Pointing records
● ● ●

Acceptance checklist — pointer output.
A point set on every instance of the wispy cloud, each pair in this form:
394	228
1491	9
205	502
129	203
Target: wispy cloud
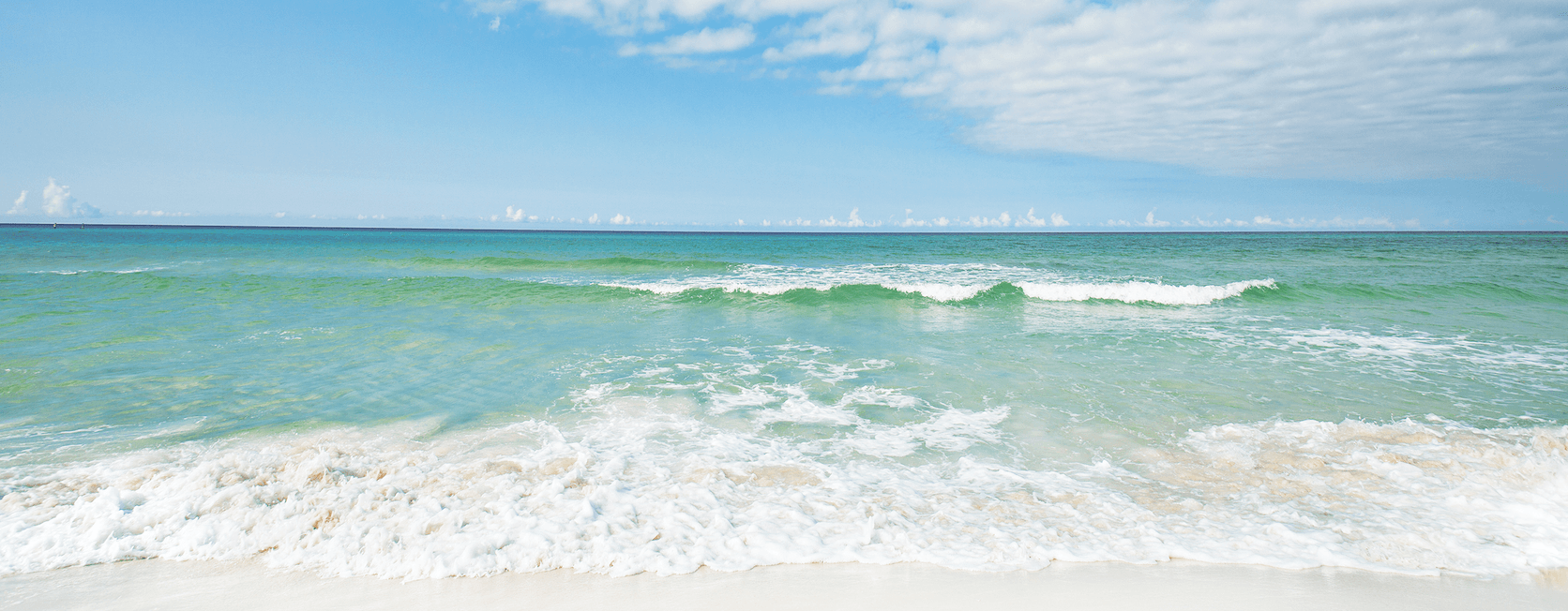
697	42
57	202
1316	88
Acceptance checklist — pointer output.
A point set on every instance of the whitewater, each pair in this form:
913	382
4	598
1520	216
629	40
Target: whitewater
427	405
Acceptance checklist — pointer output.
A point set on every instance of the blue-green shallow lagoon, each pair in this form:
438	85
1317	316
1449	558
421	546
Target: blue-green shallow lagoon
461	403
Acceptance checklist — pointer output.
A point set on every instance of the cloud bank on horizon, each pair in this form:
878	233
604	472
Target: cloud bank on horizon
1308	88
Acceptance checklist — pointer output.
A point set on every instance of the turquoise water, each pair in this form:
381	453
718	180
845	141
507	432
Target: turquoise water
463	403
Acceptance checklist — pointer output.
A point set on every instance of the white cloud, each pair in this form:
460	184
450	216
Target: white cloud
1001	221
60	202
1316	88
158	214
697	42
1033	221
853	221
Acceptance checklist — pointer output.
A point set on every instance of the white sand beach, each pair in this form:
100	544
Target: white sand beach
1178	585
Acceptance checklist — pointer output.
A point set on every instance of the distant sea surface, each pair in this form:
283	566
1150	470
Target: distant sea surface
417	405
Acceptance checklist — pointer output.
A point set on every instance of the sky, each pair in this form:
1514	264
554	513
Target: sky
789	114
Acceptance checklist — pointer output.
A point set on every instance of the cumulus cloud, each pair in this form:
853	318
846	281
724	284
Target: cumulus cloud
1033	221
1152	221
58	202
1324	88
853	221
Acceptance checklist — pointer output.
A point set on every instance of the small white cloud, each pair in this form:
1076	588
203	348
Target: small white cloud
853	221
1152	221
60	202
1033	221
999	221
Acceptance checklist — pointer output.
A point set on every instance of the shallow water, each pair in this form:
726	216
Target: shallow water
466	403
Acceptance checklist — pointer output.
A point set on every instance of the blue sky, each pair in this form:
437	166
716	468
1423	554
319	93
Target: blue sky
789	114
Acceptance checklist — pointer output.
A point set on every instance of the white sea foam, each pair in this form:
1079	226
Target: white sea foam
946	282
645	486
1136	291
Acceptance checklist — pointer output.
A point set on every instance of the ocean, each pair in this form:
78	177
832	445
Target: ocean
449	403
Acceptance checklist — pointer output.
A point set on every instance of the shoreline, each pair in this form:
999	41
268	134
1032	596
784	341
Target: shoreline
1173	585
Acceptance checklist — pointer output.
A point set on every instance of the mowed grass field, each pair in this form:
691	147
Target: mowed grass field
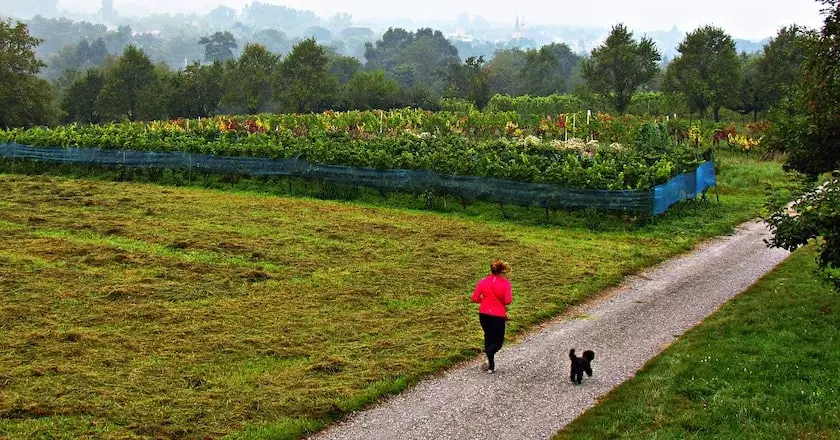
138	310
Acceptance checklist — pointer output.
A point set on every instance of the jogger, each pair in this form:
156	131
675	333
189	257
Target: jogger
493	293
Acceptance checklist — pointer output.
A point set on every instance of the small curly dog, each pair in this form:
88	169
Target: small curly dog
581	365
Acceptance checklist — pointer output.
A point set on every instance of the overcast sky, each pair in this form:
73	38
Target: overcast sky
749	19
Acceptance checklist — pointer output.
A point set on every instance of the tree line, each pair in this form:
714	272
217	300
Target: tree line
402	69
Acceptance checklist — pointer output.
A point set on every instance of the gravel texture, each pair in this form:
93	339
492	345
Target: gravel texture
530	395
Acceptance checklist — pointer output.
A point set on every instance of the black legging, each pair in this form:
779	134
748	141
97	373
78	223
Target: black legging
494	336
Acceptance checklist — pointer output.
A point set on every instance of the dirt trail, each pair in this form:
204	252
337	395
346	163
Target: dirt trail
530	396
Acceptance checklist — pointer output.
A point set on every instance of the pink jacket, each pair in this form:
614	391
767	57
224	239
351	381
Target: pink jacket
493	293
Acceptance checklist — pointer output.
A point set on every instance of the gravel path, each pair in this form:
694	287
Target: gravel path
530	396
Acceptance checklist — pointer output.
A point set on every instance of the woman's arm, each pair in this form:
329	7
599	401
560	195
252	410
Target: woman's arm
508	294
476	296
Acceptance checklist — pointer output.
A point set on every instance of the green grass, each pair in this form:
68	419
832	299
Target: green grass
158	311
765	366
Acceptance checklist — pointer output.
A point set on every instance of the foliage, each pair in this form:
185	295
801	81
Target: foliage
707	71
546	70
224	305
764	366
370	91
780	66
821	91
621	66
197	90
412	58
79	103
752	98
127	84
469	81
249	80
303	81
25	100
815	216
218	47
493	144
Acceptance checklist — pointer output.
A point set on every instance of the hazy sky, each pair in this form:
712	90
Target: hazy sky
750	19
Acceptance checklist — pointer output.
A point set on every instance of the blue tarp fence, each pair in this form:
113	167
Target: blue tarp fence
655	201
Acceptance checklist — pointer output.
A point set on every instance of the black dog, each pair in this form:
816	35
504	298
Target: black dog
581	365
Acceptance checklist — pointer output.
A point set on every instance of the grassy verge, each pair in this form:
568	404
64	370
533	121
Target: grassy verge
157	311
765	366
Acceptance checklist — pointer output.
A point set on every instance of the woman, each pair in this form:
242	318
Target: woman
493	294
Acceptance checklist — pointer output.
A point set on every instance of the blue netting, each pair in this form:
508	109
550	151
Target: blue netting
684	186
656	201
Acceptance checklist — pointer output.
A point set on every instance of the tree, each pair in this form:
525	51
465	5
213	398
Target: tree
196	91
79	102
780	68
25	100
539	74
129	80
621	66
275	41
248	82
806	124
504	72
218	47
343	68
814	133
707	71
412	59
304	83
815	215
751	98
369	91
469	81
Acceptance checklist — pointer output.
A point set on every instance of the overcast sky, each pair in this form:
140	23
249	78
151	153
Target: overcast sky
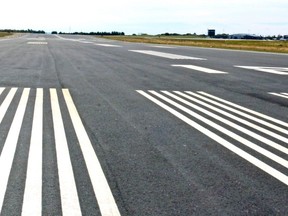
263	17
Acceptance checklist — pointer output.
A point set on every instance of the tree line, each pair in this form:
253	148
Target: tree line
114	33
23	31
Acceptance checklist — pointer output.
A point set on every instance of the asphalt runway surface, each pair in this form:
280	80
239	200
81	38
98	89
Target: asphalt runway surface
90	126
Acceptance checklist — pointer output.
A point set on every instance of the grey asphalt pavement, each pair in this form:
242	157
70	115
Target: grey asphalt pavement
90	126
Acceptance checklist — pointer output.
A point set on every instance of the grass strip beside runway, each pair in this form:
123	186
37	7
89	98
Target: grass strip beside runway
251	45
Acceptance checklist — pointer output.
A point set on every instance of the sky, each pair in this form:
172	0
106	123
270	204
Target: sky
261	17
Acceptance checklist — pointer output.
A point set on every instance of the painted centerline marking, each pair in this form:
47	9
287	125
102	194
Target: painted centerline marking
165	55
201	69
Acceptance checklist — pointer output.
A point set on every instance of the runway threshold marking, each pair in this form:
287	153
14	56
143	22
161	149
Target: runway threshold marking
32	193
198	105
32	202
201	69
10	145
272	70
165	55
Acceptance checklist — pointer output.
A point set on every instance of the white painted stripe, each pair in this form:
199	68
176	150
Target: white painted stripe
101	188
253	160
6	102
10	145
165	55
246	110
86	42
279	95
273	70
107	45
37	43
238	138
68	191
32	203
254	126
202	69
162	47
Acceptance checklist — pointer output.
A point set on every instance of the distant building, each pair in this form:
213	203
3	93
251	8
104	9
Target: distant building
246	36
211	32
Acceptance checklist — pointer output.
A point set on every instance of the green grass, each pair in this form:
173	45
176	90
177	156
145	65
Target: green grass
5	34
252	45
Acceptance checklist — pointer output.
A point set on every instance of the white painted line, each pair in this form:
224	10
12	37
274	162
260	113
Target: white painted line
107	45
202	69
261	129
231	124
273	70
32	203
6	102
247	110
68	191
165	55
279	95
37	43
86	42
162	47
253	160
101	188
10	145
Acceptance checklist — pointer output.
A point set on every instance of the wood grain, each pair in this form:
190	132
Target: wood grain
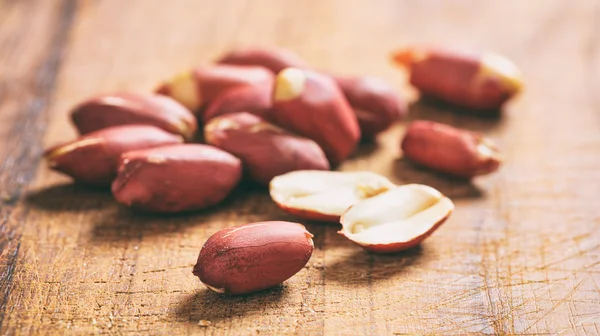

● ● ●

## Work instructions
How many lines in the material above contain the word "jacket"? Reply with the number alone.

## Exercise response
2